- _PROMPT 1_
In the editorial, retype the passage starting at "Further down the" and ending at "of their careers.".
- _PROMPT 2_
According to the editorial, on what basis does the writer call Blanning's book "superb"? Answer in one to three sentences.

- _EXCERPT PROVIDED_

Top bar
Top bar overlay
 
Request a Membership Pack
MAY 2008 MUSIC JOURNAL - EDITORIAL
THE NEW PRESIDENT WRITES…

This year Weidenfeld and Nicholson is publishing a superb new book: The Triumph of Music in the Modern World by Cambridge Professor T.C.W Blanning. (I say ‘superb’ from experience as I read the book prior to publication). In this lively study Blanning traces the change of status both of musicians and music over several centuries, especially since the mid-18th century. His overall thesis is that music has never had it so good. It is now by far the most pervasive and popular of the arts, and some of its practitioners are paid way beyond what an artist, even a David Hockney, or a novelist, such as Martin Amis, might in his wildest dreams hope for. At its dizzying height stands (to date, as far as I know) the $80 million recording contract offered to Robbie Williams. With unwitting foresight Walter Pater wrote in the 1870s ‘All art constantly aspires to the condition of music’ – all we have now is to add that all artists aspire to the condition of some musicians’ bank balances!

Further down the salary scale performing musicians can earn a more than reasonable annual income, even though many complain bitterly. But it must have surprised some when nearly twenty years ago the Labour leader John Smith proposed a surtax on the top 10% of earners, which at the time included anyone making over £20,000 per annum. Almost at the same time it was revealed in the fly-on-the-wall documentary The House that orchestral players at Covent Garden earned in excess of £30,000, considerably more than what nurses or, even, barristers or accountants earned at the time at the outset of their careers.

- _RAW DATA_
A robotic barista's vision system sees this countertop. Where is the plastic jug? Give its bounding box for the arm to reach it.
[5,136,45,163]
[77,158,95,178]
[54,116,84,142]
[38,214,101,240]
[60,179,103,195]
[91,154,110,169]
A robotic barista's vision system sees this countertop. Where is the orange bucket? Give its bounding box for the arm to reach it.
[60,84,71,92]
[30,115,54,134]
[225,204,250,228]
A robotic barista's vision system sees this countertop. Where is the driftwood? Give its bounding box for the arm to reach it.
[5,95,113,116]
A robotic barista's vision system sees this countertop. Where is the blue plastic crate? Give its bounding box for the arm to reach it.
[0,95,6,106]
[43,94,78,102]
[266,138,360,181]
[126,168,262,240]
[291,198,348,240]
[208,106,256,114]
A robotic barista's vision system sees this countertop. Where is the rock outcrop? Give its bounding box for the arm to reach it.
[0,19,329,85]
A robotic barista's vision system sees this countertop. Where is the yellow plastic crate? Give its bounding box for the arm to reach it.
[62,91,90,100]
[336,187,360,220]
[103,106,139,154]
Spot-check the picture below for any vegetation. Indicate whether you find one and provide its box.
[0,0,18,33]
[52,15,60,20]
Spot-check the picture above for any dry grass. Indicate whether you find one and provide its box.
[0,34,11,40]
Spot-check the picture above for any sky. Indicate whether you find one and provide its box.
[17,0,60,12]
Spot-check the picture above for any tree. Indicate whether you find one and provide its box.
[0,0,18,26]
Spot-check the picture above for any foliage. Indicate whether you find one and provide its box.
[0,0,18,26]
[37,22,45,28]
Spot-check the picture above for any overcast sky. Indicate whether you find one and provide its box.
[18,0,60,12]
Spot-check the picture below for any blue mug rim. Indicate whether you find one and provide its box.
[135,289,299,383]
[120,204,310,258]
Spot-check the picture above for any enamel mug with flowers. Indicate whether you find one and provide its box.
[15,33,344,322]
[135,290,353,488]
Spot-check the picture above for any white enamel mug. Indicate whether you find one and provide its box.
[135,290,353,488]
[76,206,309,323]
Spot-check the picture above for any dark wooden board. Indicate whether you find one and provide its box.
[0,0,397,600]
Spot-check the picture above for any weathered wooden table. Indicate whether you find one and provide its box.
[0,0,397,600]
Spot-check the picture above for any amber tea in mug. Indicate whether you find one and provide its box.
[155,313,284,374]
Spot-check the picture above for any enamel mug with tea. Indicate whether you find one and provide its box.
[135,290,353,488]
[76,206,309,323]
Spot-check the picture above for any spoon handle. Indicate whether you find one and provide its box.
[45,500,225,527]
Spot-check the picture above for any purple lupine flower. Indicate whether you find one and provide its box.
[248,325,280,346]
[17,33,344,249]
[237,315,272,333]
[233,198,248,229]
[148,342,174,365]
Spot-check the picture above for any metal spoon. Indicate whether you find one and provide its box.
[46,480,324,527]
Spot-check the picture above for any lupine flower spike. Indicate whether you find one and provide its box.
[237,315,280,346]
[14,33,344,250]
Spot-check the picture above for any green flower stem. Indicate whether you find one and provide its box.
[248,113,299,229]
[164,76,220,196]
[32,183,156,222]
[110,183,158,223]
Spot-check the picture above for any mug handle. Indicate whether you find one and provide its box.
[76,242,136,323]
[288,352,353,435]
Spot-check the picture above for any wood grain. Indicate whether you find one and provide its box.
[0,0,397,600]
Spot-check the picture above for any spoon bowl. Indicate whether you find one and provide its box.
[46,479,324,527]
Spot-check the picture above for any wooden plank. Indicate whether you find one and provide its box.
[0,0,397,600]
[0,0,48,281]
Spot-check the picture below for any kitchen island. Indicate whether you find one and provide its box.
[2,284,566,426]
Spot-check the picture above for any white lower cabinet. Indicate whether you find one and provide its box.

- _CORRECT OUTPUT 1_
Further down the salary scale performing musicians can earn a more than reasonable annual income, even though many complain bitterly. But it must have surprised some when nearly twenty years ago the Labour leader John Smith proposed a surtax on the top 10% of earners, which at the time included anyone making over £20,000 per annum. Almost at the same time it was revealed in the fly-on-the-wall documentary The House that orchestral players at Covent Garden earned in excess of £30,000, considerably more than what nurses or, even, barristers or accountants earned at the time at the outset of their careers.

- _CORRECT OUTPUT 2_
The writer calls the book superb from personal experience, having read it before it was published.